**Kutipan Dokumen**.
-------------------------

Lintas Ziarah dan Bertawassul di KH. Nur Muhammad Magelang
Sekilas Sejarah
KH. Nur Muhammad Ngadiwongso dulu adalah Ulama sakti yang menjadi guru Pangeran Diponegoro sekaligus patih di Magelang.
KH. Nur Muhammad juga terkenal penyebar agama islam di wilayah Salaman, Kabupaten Magelang. Makamnya banyakdikunjungi peziarah dari luar daerah hingga luar Jawa.
Karomahnya
1. Pertemuan KH. Nur Muhammad dan Mbah Dalhar saat Berhaji
Kiai Ahmad Dalhar, Watucongol, Muntilan, Magelang suatu saat melakukan rangkaian ibadah haji. Ia bertemu dengan seorang lelaki yang sebelumnya belum pernah bertemu sama sekali.
Di antara percakapan keduanya sebagai berikut:
“Nama anda siapa?” tanya Mbah Dalhar
“Nur Muhammad”
“Asli mana?”
“Magelang”
“Lho, lha saya ini juga asli Magelang. Anda mana?”
“Salaman”
“Salamannya mana?”
“Ngadiwongso”
Ngadiwongso adalah salah satu desa di Kecamatan Salaman, Kabupaten Magelang, Jawa Tengah. Dengan kata lain, Kiai Dalhar dan Kiai Nur Muhammad satu kabupaten, tapi beda kecamatan.
Setelah berbicara panjang lebar, Kiai Nur Muhammad berpesan kepada Mbah Dalhar
“Besok, kalau pulang, bila ada waktu silahkan mampir, pinarak ke rumah saya ya!”
Waktu bergulir hingga cukup lama, Mbah Dalhar tidak segera berkunjung.
Begitu pula sebaliknya, Kiai Nur Muhammad juga belum pernah mendatangi rumah Mbah Dalhar sejak kali pertama bertemu saat musim haji kala itu
2. Orang meninggal Menjamu Orang Hidup
Suatu saat, Mbah Dalhar mendapat undangan sebuah acara pada satu tempat, pada era di mana belum banyak masyarakat yang mempunyai kendaraan mewah seperti sekarang ini.
Waktu itu Mbah Dalhar diantar oleh H Bukhari, hartawan asal Desa Tirto, Grabag, Magelang.
Selepas pulang dari acara, mobil yang ditumpangi Mbah Dalhar tiba-tiba mogok di tengah jalan. Antara Mbah Dalhar dan H Bukhari tidak tahu di desa mana tepatnya mereka berhenti sekarang ini.
Keduanya hanya paham kalau mobil mereka sedang mogok di wilayah Kecamatan Salaman. Keduanya mencoba bertanya kepada warga sekitar.
“Maaf, Tuan, kalau boleh tahu, numpang nanya nih. Ini desa apa ya?”
“Oh, ini desa Ngadiwongso, Ndoro,” begitu jawab penduduk setempat.
“Lho, kebetulan sekali. Kalau begitu kita mampir saja ke rumah KH Nur Muhammad. Dia itu kawan baik saat aku haji dulu, katanya ia bertempat tinggal di desa Ngadiwongso,” kata Mbah Dalhar kepada H Bukhari sembari mengingat, menerawang beragam kenangan indah bersamanya.

-------------------------

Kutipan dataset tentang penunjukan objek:

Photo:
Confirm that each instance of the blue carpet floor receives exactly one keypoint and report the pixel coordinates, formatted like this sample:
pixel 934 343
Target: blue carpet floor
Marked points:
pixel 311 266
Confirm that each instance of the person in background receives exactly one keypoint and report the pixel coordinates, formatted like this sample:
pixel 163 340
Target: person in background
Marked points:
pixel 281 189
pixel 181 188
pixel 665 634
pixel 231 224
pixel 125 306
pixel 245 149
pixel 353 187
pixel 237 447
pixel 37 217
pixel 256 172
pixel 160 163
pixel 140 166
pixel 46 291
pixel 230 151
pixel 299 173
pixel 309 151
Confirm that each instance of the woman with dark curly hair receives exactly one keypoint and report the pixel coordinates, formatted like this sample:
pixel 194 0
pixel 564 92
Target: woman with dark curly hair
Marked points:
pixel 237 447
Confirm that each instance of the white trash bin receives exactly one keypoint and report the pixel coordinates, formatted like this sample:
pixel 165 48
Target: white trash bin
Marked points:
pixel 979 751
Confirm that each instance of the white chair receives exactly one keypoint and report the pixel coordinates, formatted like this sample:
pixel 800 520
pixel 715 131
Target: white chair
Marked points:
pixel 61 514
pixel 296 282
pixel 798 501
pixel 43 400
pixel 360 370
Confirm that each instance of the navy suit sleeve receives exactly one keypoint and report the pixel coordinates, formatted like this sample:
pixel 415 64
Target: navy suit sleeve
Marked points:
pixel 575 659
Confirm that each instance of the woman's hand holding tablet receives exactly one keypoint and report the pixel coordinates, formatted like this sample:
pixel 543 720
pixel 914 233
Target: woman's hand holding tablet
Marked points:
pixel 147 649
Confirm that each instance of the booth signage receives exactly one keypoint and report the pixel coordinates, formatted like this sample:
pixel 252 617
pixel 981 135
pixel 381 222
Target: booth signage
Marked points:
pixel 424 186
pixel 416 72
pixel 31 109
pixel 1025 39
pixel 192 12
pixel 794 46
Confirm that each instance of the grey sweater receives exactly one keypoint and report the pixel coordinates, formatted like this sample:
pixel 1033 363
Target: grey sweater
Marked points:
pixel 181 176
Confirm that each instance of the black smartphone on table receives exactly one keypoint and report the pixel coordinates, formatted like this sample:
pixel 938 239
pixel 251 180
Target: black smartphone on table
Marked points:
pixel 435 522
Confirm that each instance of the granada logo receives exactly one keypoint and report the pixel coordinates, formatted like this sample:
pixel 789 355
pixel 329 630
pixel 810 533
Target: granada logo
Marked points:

-------------------------

**Tugas Tertulis**.
Perbarui kisah tentang KH. Nur Muhammad: tulis ulang bagiannya mulai dari bagian yang memuat "KH. Nur Muhammad juga" dan berhenti setelah "tapi beda kecamatan.", dengan mengganti "Mbah Dalhar" menjadi "Kiai Ahmad Dalhar".

**Penyelesaian Tugas**.
KH. Nur Muhammad juga terkenal penyebar agama islam di wilayah Salaman, Kabupaten Magelang. Makamnya banyakdikunjungi peziarah dari luar daerah hingga luar Jawa.
Karomahnya
1. Pertemuan KH. Nur Muhammad dan Kiai Ahmad Dalhar saat Berhaji
Kiai Ahmad Dalhar, Watucongol, Muntilan, Magelang suatu saat melakukan rangkaian ibadah haji. Ia bertemu dengan seorang lelaki yang sebelumnya belum pernah bertemu sama sekali.
Di antara percakapan keduanya sebagai berikut:
“Nama anda siapa?” tanya Kiai Ahmad Dalhar
“Nur Muhammad”
“Asli mana?”
“Magelang”
“Lho, lha saya ini juga asli Magelang. Anda mana?”
“Salaman”
“Salamannya mana?”
“Ngadiwongso”
Ngadiwongso adalah salah satu desa di Kecamatan Salaman, Kabupaten Magelang, Jawa Tengah. Dengan kata lain, Kiai Dalhar dan Kiai Nur Muhammad satu kabupaten, tapi beda kecamatan.